## Task goal
Your task is to copy each line of the material that holds the word "clicks".
[[ Entries provided open ]]
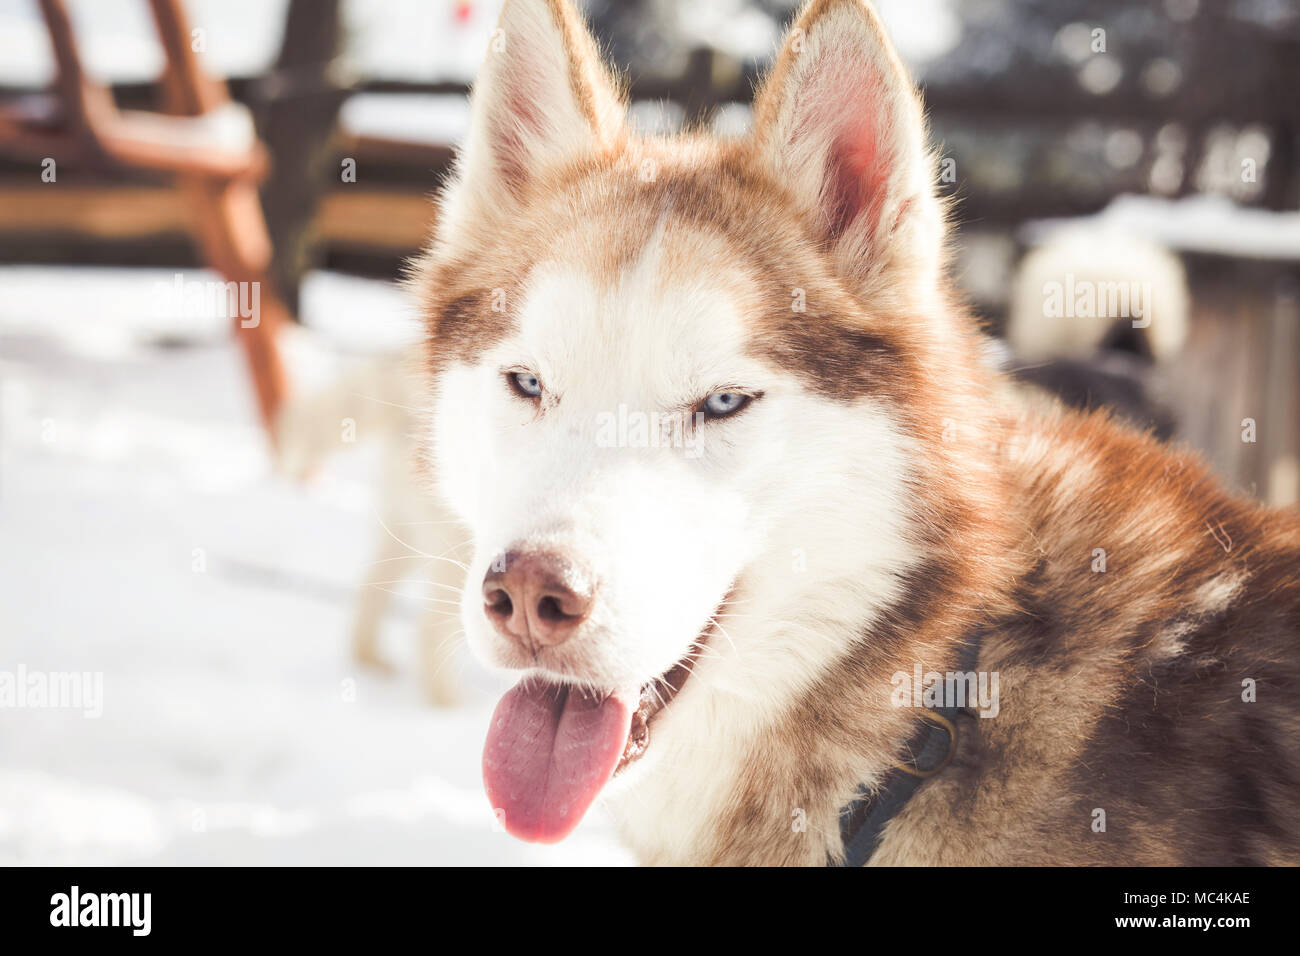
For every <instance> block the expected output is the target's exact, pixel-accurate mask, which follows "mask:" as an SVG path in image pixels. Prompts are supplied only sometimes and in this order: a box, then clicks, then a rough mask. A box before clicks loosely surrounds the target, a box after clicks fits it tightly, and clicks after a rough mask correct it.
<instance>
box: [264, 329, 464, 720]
mask: <svg viewBox="0 0 1300 956" xmlns="http://www.w3.org/2000/svg"><path fill="white" fill-rule="evenodd" d="M416 401H417V386H416V381H415V371H413V369H411V368H409V365H408V362H407V360H406V359H403V358H400V356H396V355H390V356H383V358H380V359H369V360H367V362H365V363H363V364H360V365H359V367H356V368H354V369H351V371H348V372H346V373H343V375H341V376H339V377H338V378H337V380H335V381H334V382H331V384H330V385H328V386H325V388H322V389H320V390H317V392H313V393H309V394H307V395H303V397H296V398H294V399H291V401H290V402H289V403H286V406H285V410H283V412H282V414H281V416H279V423H278V442H279V453H278V454H279V468H281V470H282V471H283V472H285V473H286V475H289V476H290V477H295V479H299V480H305V479H308V477H311V476H312V475H315V473H316V472H318V471H320V468H321V466H322V464H324V463H325V460H326V459H328V458H330V457H331V455H334V454H337V453H338V451H341V450H343V449H347V447H351V445H350V444H347V442H346V441H344V434H347V433H348V431H351V432H354V433H355V441H356V442H357V444H361V442H367V441H377V442H380V444H381V449H382V450H381V468H380V476H378V488H377V493H376V498H377V510H378V520H380V523H381V527H380V528H378V529H377V531H378V533H377V546H376V554H374V561H373V563H372V564H370V566H369V572H368V574H367V576H365V579H364V580H363V581H361V585H360V592H359V594H357V604H356V618H355V623H354V627H352V653H354V656H355V658H356V661H357V662H359V663H361V665H364V666H368V667H373V669H376V670H381V671H391V665H390V663H389V661H387V659H386V658H385V657H383V654H382V652H381V649H380V628H381V624H382V622H383V615H385V613H386V611H387V609H389V606H390V604H391V600H393V596H394V594H395V593H398V592H396V591H395V587H398V585H399V584H400V583H402V581H404V580H411V579H415V580H420V581H422V583H425V584H428V592H429V593H428V596H426V597H425V598H424V605H425V607H424V610H422V611H421V614H420V620H419V626H417V640H419V652H420V671H421V675H420V676H421V682H422V684H424V688H425V692H426V693H428V696H429V700H430V701H432V702H433V704H435V705H438V706H450V705H452V704H456V702H458V701H459V700H460V697H461V693H460V691H461V688H460V682H459V679H458V676H456V669H455V662H454V659H452V657H454V654H455V649H456V645H458V643H459V636H460V623H459V617H458V602H459V597H460V588H461V585H463V584H464V570H463V564H461V557H463V555H459V554H458V551H459V545H460V542H461V541H463V540H464V537H465V535H464V532H463V531H461V529H460V528H459V525H458V524H456V522H455V519H454V518H452V516H451V515H450V514H447V512H446V511H443V510H442V507H441V506H439V503H438V502H437V499H435V498H433V497H432V496H429V494H425V493H422V492H421V490H420V483H419V479H417V476H416V471H415V468H416V466H415V462H413V458H412V453H411V449H412V446H413V440H412V436H413V434H415V433H416V432H417V429H419V424H417V421H416V418H415V415H413V408H415V406H416Z"/></svg>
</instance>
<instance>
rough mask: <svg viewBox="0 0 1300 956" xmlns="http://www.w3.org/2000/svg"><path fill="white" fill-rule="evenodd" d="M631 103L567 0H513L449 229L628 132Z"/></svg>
mask: <svg viewBox="0 0 1300 956" xmlns="http://www.w3.org/2000/svg"><path fill="white" fill-rule="evenodd" d="M623 120H624V105H623V101H621V99H620V96H619V94H617V90H616V87H615V85H614V82H612V81H611V79H610V75H608V73H606V70H604V68H603V65H602V64H601V59H599V55H598V52H597V48H595V43H594V42H593V39H591V35H590V34H589V33H588V30H586V27H585V26H584V23H582V20H581V17H580V16H578V14H577V13H576V12H575V10H573V8H572V7H571V5H569V3H568V0H507V3H506V5H504V8H503V9H502V12H500V20H499V22H498V25H497V30H495V31H493V36H491V42H490V43H489V49H487V56H486V60H485V61H484V66H482V69H481V70H480V73H478V78H477V81H476V82H474V87H473V92H472V95H471V118H469V135H468V138H467V139H465V143H464V146H463V148H461V151H460V156H459V159H458V163H456V173H455V177H454V179H452V182H451V183H450V186H448V189H447V193H446V195H445V200H443V202H445V206H446V207H448V208H446V209H445V213H443V219H445V220H446V219H447V217H450V219H451V220H452V221H451V222H447V224H446V229H443V235H446V234H448V233H454V232H455V229H456V226H458V225H459V222H456V220H459V219H460V217H461V216H464V215H472V212H477V211H480V209H491V208H499V207H502V206H506V204H508V203H510V200H511V199H512V198H517V196H519V195H521V194H523V193H524V191H525V190H526V187H528V185H529V181H530V179H532V178H533V177H536V176H538V174H541V173H543V172H545V170H547V169H551V168H555V166H558V165H562V164H564V163H565V161H568V160H572V159H575V157H578V156H582V155H586V153H590V152H593V151H599V150H602V148H606V147H608V146H612V144H615V143H616V142H617V138H619V137H620V135H623Z"/></svg>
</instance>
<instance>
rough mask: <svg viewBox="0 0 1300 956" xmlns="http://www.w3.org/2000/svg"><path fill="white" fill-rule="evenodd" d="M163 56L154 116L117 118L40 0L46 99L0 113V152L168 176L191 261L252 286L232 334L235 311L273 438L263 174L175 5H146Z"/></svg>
mask: <svg viewBox="0 0 1300 956" xmlns="http://www.w3.org/2000/svg"><path fill="white" fill-rule="evenodd" d="M149 7H151V8H152V13H153V22H155V25H156V27H157V34H159V39H160V42H161V44H162V49H164V53H165V57H166V70H165V74H164V77H162V90H164V95H165V98H166V104H165V108H166V112H165V113H153V112H143V111H121V109H118V108H117V105H116V104H114V103H113V98H112V92H110V91H109V90H107V88H105V87H103V86H100V85H99V83H95V82H94V81H92V79H91V78H90V77H88V75H87V74H86V72H85V69H83V68H82V60H81V56H79V53H78V49H77V42H75V36H74V34H73V26H72V21H70V20H69V17H68V10H66V8H65V7H64V3H62V0H40V10H42V14H43V17H44V21H45V27H47V30H48V31H49V39H51V43H52V46H53V52H55V61H56V65H57V81H56V87H55V91H53V94H52V95H45V96H29V98H23V99H22V100H18V101H16V103H10V104H8V105H4V107H0V148H4V150H5V151H9V152H16V153H18V155H22V156H31V157H36V159H40V157H47V156H49V157H55V159H56V160H57V159H61V157H70V159H73V160H74V161H79V163H86V164H95V165H108V166H114V168H120V169H129V170H144V172H152V173H161V174H168V176H173V177H174V181H175V185H177V187H178V189H179V191H181V194H182V196H183V198H185V203H186V206H187V209H188V229H190V233H191V235H192V237H194V238H195V241H196V243H198V246H199V248H200V251H201V254H203V258H204V259H205V260H207V263H208V264H209V265H211V267H212V268H213V269H216V271H217V272H220V273H221V274H222V276H224V277H225V280H226V281H227V282H250V284H252V282H256V284H257V290H259V300H260V302H259V304H260V315H259V321H257V323H256V324H255V325H252V326H251V328H244V326H243V325H242V323H240V320H239V316H238V315H235V334H237V337H238V338H239V342H240V343H242V346H243V351H244V355H246V358H247V362H248V368H250V372H251V375H252V380H253V386H255V389H256V395H257V407H259V411H260V412H261V419H263V423H264V424H265V427H266V431H268V434H269V436H270V438H272V441H274V421H276V414H277V410H278V407H279V405H281V402H282V399H283V397H285V373H283V365H282V362H281V358H279V351H278V347H277V329H278V326H279V325H281V323H283V321H286V320H287V319H290V316H289V311H287V310H286V307H285V306H283V302H282V299H281V298H279V297H278V295H277V294H276V291H274V289H273V286H272V282H270V278H269V277H270V272H269V265H270V254H272V245H270V238H269V235H268V232H266V222H265V219H264V216H263V211H261V204H260V202H259V198H257V183H259V182H260V179H261V178H263V177H264V176H265V173H266V169H268V159H266V152H265V150H264V147H263V146H261V143H260V142H259V140H257V138H256V134H255V131H253V125H252V120H251V117H250V114H248V112H247V111H246V109H244V108H243V107H242V105H239V104H237V103H234V101H233V100H231V99H230V96H229V92H227V90H226V86H225V83H224V82H222V81H218V79H214V78H212V77H208V75H207V74H205V73H204V72H203V68H201V66H200V64H199V60H198V57H196V56H195V53H194V51H192V49H191V40H190V36H191V35H190V27H188V23H187V22H186V17H185V10H183V7H182V3H181V0H149Z"/></svg>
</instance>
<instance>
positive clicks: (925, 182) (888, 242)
mask: <svg viewBox="0 0 1300 956" xmlns="http://www.w3.org/2000/svg"><path fill="white" fill-rule="evenodd" d="M753 148H754V150H755V152H757V155H758V160H759V163H762V164H764V165H766V166H767V169H768V172H770V174H771V176H772V177H774V178H775V179H776V182H779V183H783V185H785V186H787V187H788V189H789V190H790V191H792V194H793V196H794V199H796V200H797V202H798V203H800V204H801V206H802V207H803V208H805V209H806V211H807V213H809V215H810V216H811V219H813V222H814V224H815V228H816V229H818V232H819V238H823V239H827V241H829V242H831V243H832V245H833V248H835V251H836V255H837V258H839V260H840V263H841V267H842V268H844V269H845V271H848V272H849V273H850V274H855V276H859V277H863V278H866V277H868V276H872V274H879V273H881V272H884V271H888V269H889V267H891V265H892V264H896V263H897V264H902V263H906V265H907V267H909V269H910V273H909V274H910V276H913V277H917V278H920V280H922V281H931V280H932V278H933V276H932V272H933V271H935V269H936V268H937V263H939V250H940V243H941V233H943V216H941V212H940V208H939V202H937V199H936V196H935V190H933V168H935V166H933V160H932V157H931V156H930V155H928V152H927V147H926V127H924V120H923V116H922V107H920V99H919V96H918V95H917V91H915V88H914V86H913V83H911V79H910V78H909V75H907V72H906V69H905V68H904V65H902V62H901V61H900V60H898V55H897V53H896V52H894V49H893V46H892V44H891V43H889V39H888V36H887V35H885V33H884V29H883V27H881V25H880V21H879V18H878V17H876V14H875V10H872V9H871V7H870V5H868V4H867V3H866V0H813V3H810V4H809V5H807V7H805V9H803V12H802V14H801V16H800V18H798V20H797V21H796V23H794V26H793V27H792V29H790V33H789V35H788V36H787V39H785V46H784V48H783V51H781V55H780V57H779V59H777V61H776V65H775V68H774V69H772V73H771V74H770V77H768V79H767V82H766V85H764V86H763V90H762V92H761V94H759V96H758V100H757V103H755V112H754V131H753Z"/></svg>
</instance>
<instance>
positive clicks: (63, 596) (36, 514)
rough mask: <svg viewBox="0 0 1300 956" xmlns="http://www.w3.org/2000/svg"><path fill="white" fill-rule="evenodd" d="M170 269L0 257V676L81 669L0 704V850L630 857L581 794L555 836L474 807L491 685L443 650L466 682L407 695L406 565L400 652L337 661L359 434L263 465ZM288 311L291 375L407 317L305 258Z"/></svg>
mask: <svg viewBox="0 0 1300 956" xmlns="http://www.w3.org/2000/svg"><path fill="white" fill-rule="evenodd" d="M170 278H172V273H170V272H164V271H157V272H148V271H139V269H133V271H110V269H66V268H59V269H53V268H16V267H0V675H3V674H4V672H9V674H17V670H18V669H19V667H22V669H25V671H26V672H27V674H31V672H44V674H52V672H78V674H86V672H88V674H92V675H95V674H101V675H103V676H101V679H103V701H101V705H103V714H101V715H100V717H87V715H85V714H83V713H82V710H79V709H72V708H66V709H51V708H14V706H9V708H3V709H0V865H4V864H135V862H139V864H471V865H477V864H542V865H545V864H623V862H628V857H627V855H625V853H624V852H623V851H621V849H620V848H619V847H617V844H616V842H615V839H614V836H612V834H611V831H610V829H608V823H607V821H604V819H603V818H602V817H601V816H599V813H598V812H597V813H595V814H593V817H591V818H590V819H588V821H586V822H585V823H584V825H582V826H581V827H580V829H578V831H577V832H576V834H575V835H573V838H571V839H569V840H567V842H565V843H563V844H560V845H558V847H532V845H526V844H523V843H519V842H515V840H513V839H511V838H508V836H506V835H504V834H502V832H498V831H497V830H495V829H494V819H493V816H491V813H490V809H489V806H487V801H486V797H485V796H484V793H482V788H481V783H480V777H478V758H480V748H481V744H482V740H484V734H485V727H486V722H487V717H489V714H490V711H491V706H493V702H494V700H495V696H497V693H498V692H499V691H500V688H502V683H500V682H499V679H498V678H494V676H490V675H487V674H484V672H481V671H480V670H478V669H477V667H476V666H474V665H473V663H472V662H471V661H469V659H468V656H463V657H461V658H460V659H456V661H454V662H452V663H451V665H450V666H455V667H456V669H458V670H459V672H461V674H463V676H464V680H465V682H467V685H468V687H469V688H471V689H469V693H468V698H469V700H468V704H467V705H465V706H464V708H461V709H459V710H452V711H437V710H434V709H432V708H429V706H426V705H425V704H424V702H422V700H421V695H420V688H419V685H417V683H416V678H415V672H413V661H415V648H413V641H412V640H411V628H412V623H413V619H415V613H416V610H417V607H419V598H420V588H419V585H417V584H412V585H408V588H407V594H408V597H406V598H402V600H399V602H398V606H395V607H394V610H393V613H391V614H390V618H389V622H387V631H386V633H385V650H386V653H389V656H390V657H391V658H393V659H395V661H396V662H398V663H399V670H398V675H396V676H394V678H381V676H374V675H370V674H363V672H357V670H356V669H355V667H354V665H352V662H351V659H350V657H348V653H347V631H348V626H350V622H351V615H352V604H354V600H355V593H356V591H355V581H357V580H359V579H360V575H361V571H363V568H364V567H365V566H367V563H368V562H369V561H370V559H372V553H373V550H374V548H376V545H377V541H378V538H377V535H380V533H382V532H381V529H380V528H378V523H377V519H376V512H374V505H373V501H372V492H370V476H372V473H373V472H374V466H376V460H374V458H373V454H372V455H369V457H368V455H367V453H365V451H364V450H360V449H359V450H357V451H355V453H351V454H348V455H343V457H339V458H337V459H334V460H333V462H331V463H330V466H329V468H328V471H326V472H325V473H324V475H321V476H320V480H317V481H316V483H315V484H313V485H312V486H309V488H303V486H298V485H295V484H291V483H289V481H287V480H285V479H281V477H278V476H276V475H274V473H273V471H272V467H270V460H269V457H268V453H266V449H265V445H264V440H263V436H261V433H260V431H259V429H257V427H256V423H255V415H253V407H252V401H251V390H250V385H248V381H247V378H246V373H244V368H243V364H242V362H240V355H239V352H238V351H237V349H235V345H234V342H233V341H231V339H230V337H229V334H227V332H226V328H225V323H224V321H221V320H220V319H216V317H212V319H203V317H195V316H191V317H188V319H187V320H186V321H185V324H183V325H178V324H177V323H175V321H174V319H169V316H166V315H165V313H164V312H160V310H159V308H157V307H156V306H157V299H156V298H153V299H151V290H155V289H156V284H157V282H160V281H162V282H166V281H170ZM151 302H152V303H153V304H151ZM304 316H305V319H307V321H308V324H309V326H311V332H308V333H305V334H303V336H298V337H295V338H294V341H292V342H291V345H292V350H291V359H292V367H294V369H295V372H296V373H298V377H299V378H307V380H309V378H311V377H313V376H315V377H317V378H318V377H324V376H326V375H329V373H330V371H331V369H334V368H337V367H339V365H341V364H343V363H346V362H347V360H348V358H350V356H351V355H354V354H355V352H356V350H357V347H359V346H364V347H370V349H373V347H376V343H380V345H382V346H387V347H391V346H394V345H399V343H400V342H403V341H409V338H411V336H412V334H413V329H412V326H411V323H409V320H408V319H407V317H404V316H403V315H402V311H400V299H399V298H398V297H396V294H395V293H394V290H393V289H390V287H389V286H386V285H383V284H377V282H364V281H359V280H343V278H339V277H331V276H316V277H313V278H312V280H311V281H309V284H308V286H307V289H305V290H304ZM363 316H364V319H363Z"/></svg>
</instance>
[[ Entries provided closed ]]
## Solution below
For every <instance> block the expected output is the target's exact, pixel-accurate mask, which follows "mask:" as an SVG path in image pixels. Prompts are supplied only sometimes and in this order: a box, then clicks, then a rough mask. A box before clicks loosely surrounds the target, a box after clicks fits it tightly, and clicks after a rough mask correct it.
positive clicks: (925, 182) (888, 242)
positive clicks: (63, 596) (36, 514)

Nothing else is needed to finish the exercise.